◆ Exercise brief: Write the listing out again, all of it, word for word.

◆ Dataset content:
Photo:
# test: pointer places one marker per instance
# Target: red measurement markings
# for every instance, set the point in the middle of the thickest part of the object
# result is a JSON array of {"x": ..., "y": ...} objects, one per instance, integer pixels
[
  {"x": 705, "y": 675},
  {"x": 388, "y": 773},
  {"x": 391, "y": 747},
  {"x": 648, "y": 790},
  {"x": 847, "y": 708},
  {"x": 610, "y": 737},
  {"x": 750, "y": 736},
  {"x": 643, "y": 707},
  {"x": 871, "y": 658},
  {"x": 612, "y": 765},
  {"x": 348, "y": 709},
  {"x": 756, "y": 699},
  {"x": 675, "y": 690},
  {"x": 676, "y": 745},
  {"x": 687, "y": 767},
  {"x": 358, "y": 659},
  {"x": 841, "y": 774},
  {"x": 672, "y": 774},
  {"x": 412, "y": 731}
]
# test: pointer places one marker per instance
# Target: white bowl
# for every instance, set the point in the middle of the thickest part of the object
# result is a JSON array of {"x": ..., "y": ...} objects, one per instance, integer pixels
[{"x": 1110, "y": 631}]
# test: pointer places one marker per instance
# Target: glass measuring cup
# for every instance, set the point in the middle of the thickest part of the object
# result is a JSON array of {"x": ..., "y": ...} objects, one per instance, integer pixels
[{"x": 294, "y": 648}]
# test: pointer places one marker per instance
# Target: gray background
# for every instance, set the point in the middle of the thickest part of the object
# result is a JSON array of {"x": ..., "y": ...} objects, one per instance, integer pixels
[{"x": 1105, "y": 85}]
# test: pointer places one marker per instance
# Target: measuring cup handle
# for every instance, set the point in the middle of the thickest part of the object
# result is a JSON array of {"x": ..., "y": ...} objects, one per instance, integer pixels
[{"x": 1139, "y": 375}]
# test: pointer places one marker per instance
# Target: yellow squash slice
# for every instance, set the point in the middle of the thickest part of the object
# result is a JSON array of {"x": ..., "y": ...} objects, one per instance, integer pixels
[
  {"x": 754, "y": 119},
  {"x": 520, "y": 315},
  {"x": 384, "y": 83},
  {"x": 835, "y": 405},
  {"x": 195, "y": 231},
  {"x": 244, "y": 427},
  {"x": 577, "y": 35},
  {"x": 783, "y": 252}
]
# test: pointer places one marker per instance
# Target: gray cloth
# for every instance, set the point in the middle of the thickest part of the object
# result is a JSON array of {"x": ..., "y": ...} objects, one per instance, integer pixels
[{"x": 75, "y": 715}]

◆ Reply:
Photo:
# test: pointer places one marker per instance
# Target: red measurement markings
# for every instance, set the point in the middle of the thickest part of the object
# result is a JSON array of {"x": ..., "y": ...} objects, one per instance, integer pixels
[
  {"x": 705, "y": 675},
  {"x": 388, "y": 773},
  {"x": 391, "y": 747},
  {"x": 648, "y": 790},
  {"x": 847, "y": 708},
  {"x": 610, "y": 737},
  {"x": 750, "y": 736},
  {"x": 643, "y": 707},
  {"x": 871, "y": 658},
  {"x": 612, "y": 765},
  {"x": 348, "y": 709},
  {"x": 756, "y": 699},
  {"x": 675, "y": 690},
  {"x": 676, "y": 745},
  {"x": 687, "y": 767},
  {"x": 358, "y": 659},
  {"x": 841, "y": 774},
  {"x": 672, "y": 774},
  {"x": 412, "y": 731}
]
# test: pointer places one marker per instance
# Target: white bowl
# for every instance, set the point in the middle of the thickest part of the object
# result is a JSON array of {"x": ..., "y": ...} objects, one per instance, integer pixels
[{"x": 1110, "y": 631}]
# test: pointer places one marker per instance
# Target: glass measuring cup
# for every instance, set the point in the middle of the thickest part of the object
# result is a JSON array of {"x": ..., "y": ...} objects, one per instance, integer pixels
[{"x": 294, "y": 648}]
# test: pointer places one marker per instance
# Target: gray background
# for every instance, set the point in the middle of the thickest part of the object
# result is a JSON array of {"x": ..., "y": ...} objects, one per instance, integer pixels
[{"x": 1105, "y": 85}]
# test: pointer places one marker per instance
# Target: measuring cup handle
# for every instance, set the point in the middle of the thickest part of the object
# result is a JSON array of {"x": ..., "y": ...} objects, one per instance, integer pixels
[{"x": 1139, "y": 375}]
# test: pointer places one marker per instance
# Target: yellow squash slice
# for every instance, set the point in the middle of the thickest part of the object
# result is a JSON array of {"x": ..., "y": ...} objects, one per instance, integer pixels
[
  {"x": 754, "y": 119},
  {"x": 520, "y": 315},
  {"x": 384, "y": 83},
  {"x": 835, "y": 405},
  {"x": 195, "y": 231},
  {"x": 244, "y": 427},
  {"x": 577, "y": 35},
  {"x": 783, "y": 252}
]
# test: pointer places one marker per instance
# Target: gray cloth
# for every instance, set the point in the middle of the thickest part of the object
# result is a JSON array of {"x": ..., "y": ...} objects, one per instance, integer pixels
[{"x": 75, "y": 715}]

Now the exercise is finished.